DATA PROVIDED –
──────
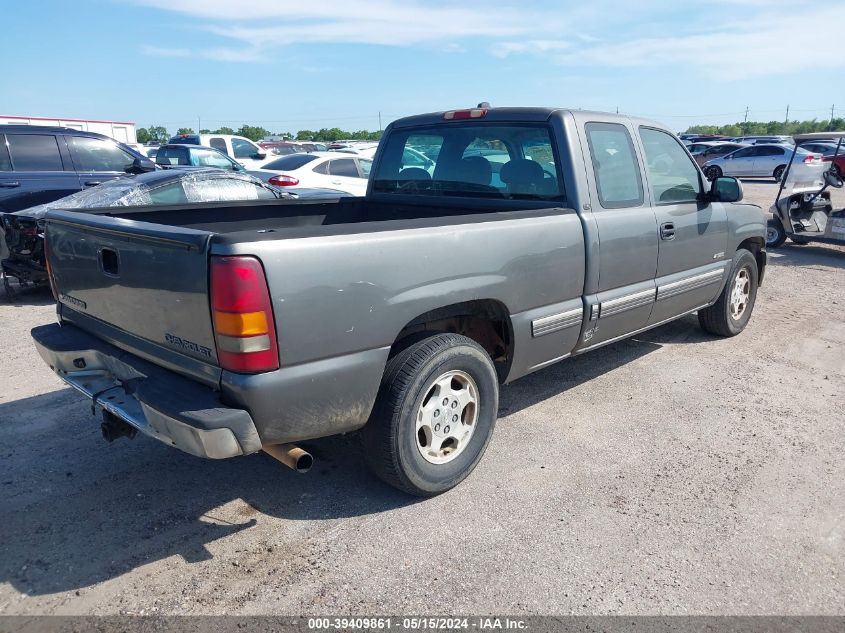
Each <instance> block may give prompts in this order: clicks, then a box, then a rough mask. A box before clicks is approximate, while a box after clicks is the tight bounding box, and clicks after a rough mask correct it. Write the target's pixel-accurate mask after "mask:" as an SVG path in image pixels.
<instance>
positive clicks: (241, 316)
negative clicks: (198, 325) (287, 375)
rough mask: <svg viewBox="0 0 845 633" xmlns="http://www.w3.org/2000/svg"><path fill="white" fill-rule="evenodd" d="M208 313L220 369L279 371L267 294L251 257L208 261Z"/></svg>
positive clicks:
──────
TASK STATEMENT –
Please write out, exactly as they appear, only the lines from the one holding "negative clicks: (198, 325) (287, 375)" through the end of the data.

RESPONSE TO THE TASK –
negative clicks: (198, 325) (287, 375)
rough mask: <svg viewBox="0 0 845 633" xmlns="http://www.w3.org/2000/svg"><path fill="white" fill-rule="evenodd" d="M208 313L220 369L279 371L267 294L251 257L208 261Z"/></svg>
positive clicks:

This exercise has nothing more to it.